▸ 課題:
1. 京都光華女子大学の組織再編を述べた本文で、大学が在学生と卒業生それぞれに必要だと考えたものは何ですか。すべて挙げてください。
2. 京都光華女子大学の組織再編を述べた本文について答えてください。
(a) 大学は何を掲げていますか。
(b) 2016年4月、キャリアセンターはどの二つの組織に再編されましたか。
(c) 女性キャリア開発研究センターの役割はいくつ設定されましたか。

▸ 本文:
********************

京都光華女子大学女性キャリア開発研究センター(以下、光華):本学は仏教精神に基づく女子教育、有為なる女性の育成を掲げ、キャリア教育と就職支援の機能を備えていたキャリアセンターを運営してきましたが、近年は、女性の生き方の多様化や女性活躍推進法などによる女性支援策の整備が進んでいます。本学では、在学生には卒業して10年、20年経っても働き続けていくという意識の醸成と能力開発を、卒業生には卒業後の再就職支援やキャリアの再開発が必要であると考えました。そこで、2016年4月、それまでのキャリアセンターを女性キャリア開発研究センターと就職支援センターに組織再編しました。
女性キャリア開発研究センターの役割としては次の6つが設定されました。

********************

データ一覧:
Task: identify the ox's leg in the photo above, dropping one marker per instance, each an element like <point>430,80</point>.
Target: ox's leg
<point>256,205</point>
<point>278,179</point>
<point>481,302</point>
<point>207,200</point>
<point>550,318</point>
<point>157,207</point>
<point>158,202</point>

********************

▸ 解答:
1.
在学生:
- 卒業して10年、20年経っても働き続けていくという意識の醸成
- 能力開発

卒業生:
- 卒業後の再就職支援
- キャリアの再開発

2.
(a) 仏教精神に基づく女子教育、有為なる女性の育成
(b) 女性キャリア開発研究センターと就職支援センター
(c) 6つ